Print the lines of the data below word for word, beginning at the start of the data and stopping after the line that contains "<point>416,235</point>". Leave the pictures out of your answer.

Point-based annotation data =>
* start *

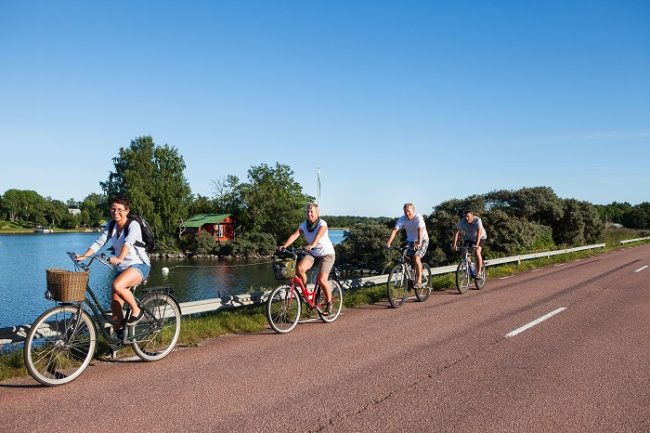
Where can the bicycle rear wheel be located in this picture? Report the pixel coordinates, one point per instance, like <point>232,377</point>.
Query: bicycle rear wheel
<point>396,286</point>
<point>158,331</point>
<point>462,277</point>
<point>337,302</point>
<point>423,292</point>
<point>283,309</point>
<point>60,345</point>
<point>479,281</point>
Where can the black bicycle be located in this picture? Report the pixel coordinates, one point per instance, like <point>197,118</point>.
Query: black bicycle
<point>466,270</point>
<point>402,278</point>
<point>61,342</point>
<point>284,306</point>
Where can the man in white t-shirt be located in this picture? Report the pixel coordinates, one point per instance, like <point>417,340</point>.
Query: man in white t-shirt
<point>319,246</point>
<point>416,235</point>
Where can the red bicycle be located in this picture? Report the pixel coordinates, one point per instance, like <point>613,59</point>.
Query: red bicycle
<point>284,306</point>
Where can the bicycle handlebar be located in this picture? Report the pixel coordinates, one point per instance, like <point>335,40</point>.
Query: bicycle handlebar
<point>103,259</point>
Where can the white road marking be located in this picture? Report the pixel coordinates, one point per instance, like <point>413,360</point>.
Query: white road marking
<point>534,322</point>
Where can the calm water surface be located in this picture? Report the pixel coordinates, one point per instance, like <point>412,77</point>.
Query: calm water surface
<point>24,259</point>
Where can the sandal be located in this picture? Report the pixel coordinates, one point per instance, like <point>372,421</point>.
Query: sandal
<point>135,319</point>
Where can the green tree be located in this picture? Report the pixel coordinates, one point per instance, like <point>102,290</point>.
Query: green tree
<point>637,217</point>
<point>201,204</point>
<point>56,212</point>
<point>579,225</point>
<point>228,196</point>
<point>94,210</point>
<point>365,246</point>
<point>152,178</point>
<point>538,204</point>
<point>273,202</point>
<point>25,205</point>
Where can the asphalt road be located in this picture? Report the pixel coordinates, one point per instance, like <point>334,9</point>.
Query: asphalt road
<point>446,365</point>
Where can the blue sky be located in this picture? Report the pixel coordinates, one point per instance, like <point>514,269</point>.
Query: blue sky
<point>393,101</point>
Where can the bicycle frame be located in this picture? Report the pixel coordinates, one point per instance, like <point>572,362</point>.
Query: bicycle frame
<point>407,263</point>
<point>310,297</point>
<point>468,254</point>
<point>101,318</point>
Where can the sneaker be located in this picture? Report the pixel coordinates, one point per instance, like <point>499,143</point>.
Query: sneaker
<point>135,319</point>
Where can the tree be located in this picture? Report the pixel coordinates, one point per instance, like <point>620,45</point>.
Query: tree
<point>365,246</point>
<point>272,201</point>
<point>24,205</point>
<point>201,204</point>
<point>56,212</point>
<point>538,204</point>
<point>637,217</point>
<point>580,224</point>
<point>228,196</point>
<point>152,178</point>
<point>94,209</point>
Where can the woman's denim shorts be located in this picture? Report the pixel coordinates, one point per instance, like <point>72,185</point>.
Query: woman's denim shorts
<point>143,268</point>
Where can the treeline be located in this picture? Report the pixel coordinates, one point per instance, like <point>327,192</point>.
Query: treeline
<point>29,208</point>
<point>524,220</point>
<point>269,204</point>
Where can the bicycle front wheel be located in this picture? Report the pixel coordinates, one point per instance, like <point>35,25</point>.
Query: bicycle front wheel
<point>423,292</point>
<point>462,277</point>
<point>337,302</point>
<point>155,336</point>
<point>60,345</point>
<point>283,309</point>
<point>396,286</point>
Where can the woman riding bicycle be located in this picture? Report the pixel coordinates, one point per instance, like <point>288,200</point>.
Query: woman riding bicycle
<point>130,259</point>
<point>319,246</point>
<point>475,236</point>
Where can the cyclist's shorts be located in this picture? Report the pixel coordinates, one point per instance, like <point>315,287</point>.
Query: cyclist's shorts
<point>471,243</point>
<point>326,263</point>
<point>423,247</point>
<point>140,267</point>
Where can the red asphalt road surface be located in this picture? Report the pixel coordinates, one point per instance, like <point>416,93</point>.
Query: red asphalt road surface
<point>445,365</point>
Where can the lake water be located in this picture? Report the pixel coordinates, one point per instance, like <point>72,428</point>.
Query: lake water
<point>24,259</point>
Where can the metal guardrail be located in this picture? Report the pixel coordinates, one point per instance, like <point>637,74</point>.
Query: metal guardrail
<point>16,334</point>
<point>627,241</point>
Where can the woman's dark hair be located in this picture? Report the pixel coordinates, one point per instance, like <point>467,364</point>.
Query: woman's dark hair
<point>121,200</point>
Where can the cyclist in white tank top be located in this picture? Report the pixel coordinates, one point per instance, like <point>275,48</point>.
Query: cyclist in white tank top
<point>319,245</point>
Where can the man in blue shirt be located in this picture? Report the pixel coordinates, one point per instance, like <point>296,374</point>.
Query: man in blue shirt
<point>475,235</point>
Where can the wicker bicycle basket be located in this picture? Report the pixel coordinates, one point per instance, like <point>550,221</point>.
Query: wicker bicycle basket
<point>284,269</point>
<point>66,286</point>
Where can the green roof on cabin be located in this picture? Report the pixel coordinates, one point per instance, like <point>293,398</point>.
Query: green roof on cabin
<point>199,220</point>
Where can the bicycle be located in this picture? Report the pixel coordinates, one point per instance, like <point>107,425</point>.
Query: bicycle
<point>284,306</point>
<point>467,270</point>
<point>402,278</point>
<point>61,342</point>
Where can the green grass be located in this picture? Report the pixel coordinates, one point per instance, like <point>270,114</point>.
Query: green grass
<point>199,328</point>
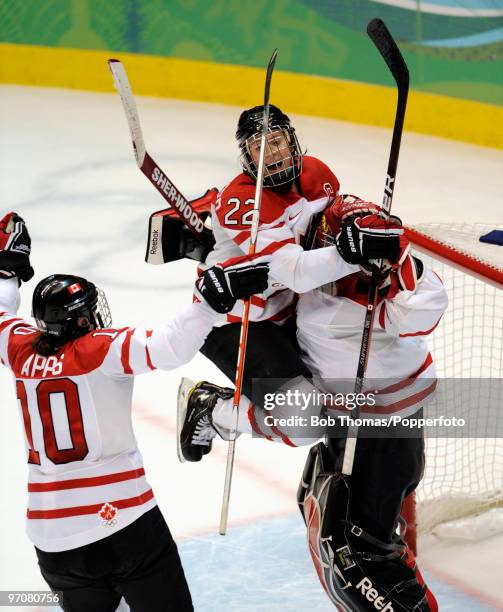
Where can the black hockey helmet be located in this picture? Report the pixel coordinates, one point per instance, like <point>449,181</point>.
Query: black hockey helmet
<point>289,166</point>
<point>66,307</point>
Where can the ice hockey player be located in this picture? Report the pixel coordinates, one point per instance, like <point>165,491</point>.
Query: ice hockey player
<point>297,188</point>
<point>352,521</point>
<point>92,516</point>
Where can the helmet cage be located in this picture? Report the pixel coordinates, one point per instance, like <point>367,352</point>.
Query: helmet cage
<point>69,323</point>
<point>290,161</point>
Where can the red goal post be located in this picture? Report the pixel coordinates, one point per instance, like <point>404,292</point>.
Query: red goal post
<point>463,477</point>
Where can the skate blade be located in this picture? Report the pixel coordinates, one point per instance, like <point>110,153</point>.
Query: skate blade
<point>186,385</point>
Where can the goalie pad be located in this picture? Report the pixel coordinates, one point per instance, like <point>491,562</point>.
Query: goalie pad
<point>358,572</point>
<point>170,239</point>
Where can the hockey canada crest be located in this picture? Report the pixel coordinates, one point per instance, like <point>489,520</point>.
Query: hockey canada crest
<point>109,514</point>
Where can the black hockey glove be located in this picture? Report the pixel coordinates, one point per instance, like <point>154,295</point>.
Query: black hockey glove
<point>362,239</point>
<point>15,248</point>
<point>221,287</point>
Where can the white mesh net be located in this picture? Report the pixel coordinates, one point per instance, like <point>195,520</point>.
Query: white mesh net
<point>464,477</point>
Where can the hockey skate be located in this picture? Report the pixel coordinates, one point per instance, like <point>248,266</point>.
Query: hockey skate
<point>195,430</point>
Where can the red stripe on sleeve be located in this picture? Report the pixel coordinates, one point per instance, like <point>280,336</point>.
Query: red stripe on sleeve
<point>382,315</point>
<point>149,361</point>
<point>421,333</point>
<point>284,438</point>
<point>8,322</point>
<point>242,237</point>
<point>125,352</point>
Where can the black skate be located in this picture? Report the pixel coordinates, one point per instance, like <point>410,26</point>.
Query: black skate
<point>195,431</point>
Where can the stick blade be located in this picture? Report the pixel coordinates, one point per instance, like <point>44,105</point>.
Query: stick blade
<point>123,87</point>
<point>268,78</point>
<point>387,47</point>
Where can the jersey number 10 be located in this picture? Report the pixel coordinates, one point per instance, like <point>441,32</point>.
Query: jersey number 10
<point>70,393</point>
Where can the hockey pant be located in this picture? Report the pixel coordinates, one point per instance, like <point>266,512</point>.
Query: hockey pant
<point>278,397</point>
<point>139,563</point>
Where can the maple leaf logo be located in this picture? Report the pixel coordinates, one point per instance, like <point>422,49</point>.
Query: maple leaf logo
<point>108,513</point>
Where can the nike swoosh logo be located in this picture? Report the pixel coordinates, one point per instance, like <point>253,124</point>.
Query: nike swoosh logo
<point>294,216</point>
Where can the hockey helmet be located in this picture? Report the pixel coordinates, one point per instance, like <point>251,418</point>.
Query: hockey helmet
<point>287,164</point>
<point>66,307</point>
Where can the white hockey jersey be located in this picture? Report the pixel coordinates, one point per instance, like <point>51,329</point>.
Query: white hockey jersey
<point>400,367</point>
<point>284,222</point>
<point>86,476</point>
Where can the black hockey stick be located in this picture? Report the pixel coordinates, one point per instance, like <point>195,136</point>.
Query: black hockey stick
<point>246,308</point>
<point>387,47</point>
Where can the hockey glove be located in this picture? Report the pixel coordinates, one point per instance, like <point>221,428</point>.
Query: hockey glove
<point>221,287</point>
<point>363,239</point>
<point>15,248</point>
<point>346,205</point>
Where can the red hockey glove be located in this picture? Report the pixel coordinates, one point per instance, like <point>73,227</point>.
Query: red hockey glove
<point>363,239</point>
<point>15,248</point>
<point>222,286</point>
<point>345,206</point>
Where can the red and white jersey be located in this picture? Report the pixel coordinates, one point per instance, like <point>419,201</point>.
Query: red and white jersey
<point>86,477</point>
<point>284,221</point>
<point>330,324</point>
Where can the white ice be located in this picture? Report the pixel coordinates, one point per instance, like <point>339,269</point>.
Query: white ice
<point>66,165</point>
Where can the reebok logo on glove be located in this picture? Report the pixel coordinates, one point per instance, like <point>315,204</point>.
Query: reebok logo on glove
<point>216,283</point>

* end *

WORKED SOLUTION =>
Where can the bicycle rear wheel be located in this picture? Report the pixel coordinates, one point per instance, like <point>232,377</point>.
Query: bicycle rear wheel
<point>396,286</point>
<point>158,331</point>
<point>462,277</point>
<point>337,302</point>
<point>423,292</point>
<point>283,309</point>
<point>60,345</point>
<point>479,281</point>
Where can the black bicycle be located in this picture? Report the pixel coordinates, one point per instance, like <point>197,118</point>.
Query: black bicycle
<point>466,270</point>
<point>402,278</point>
<point>61,342</point>
<point>284,306</point>
Where can the man in white t-shirt be located in this picture? Report the pixel coordinates, one point per instance, like <point>417,340</point>.
Query: man in white t-shirt
<point>319,246</point>
<point>416,235</point>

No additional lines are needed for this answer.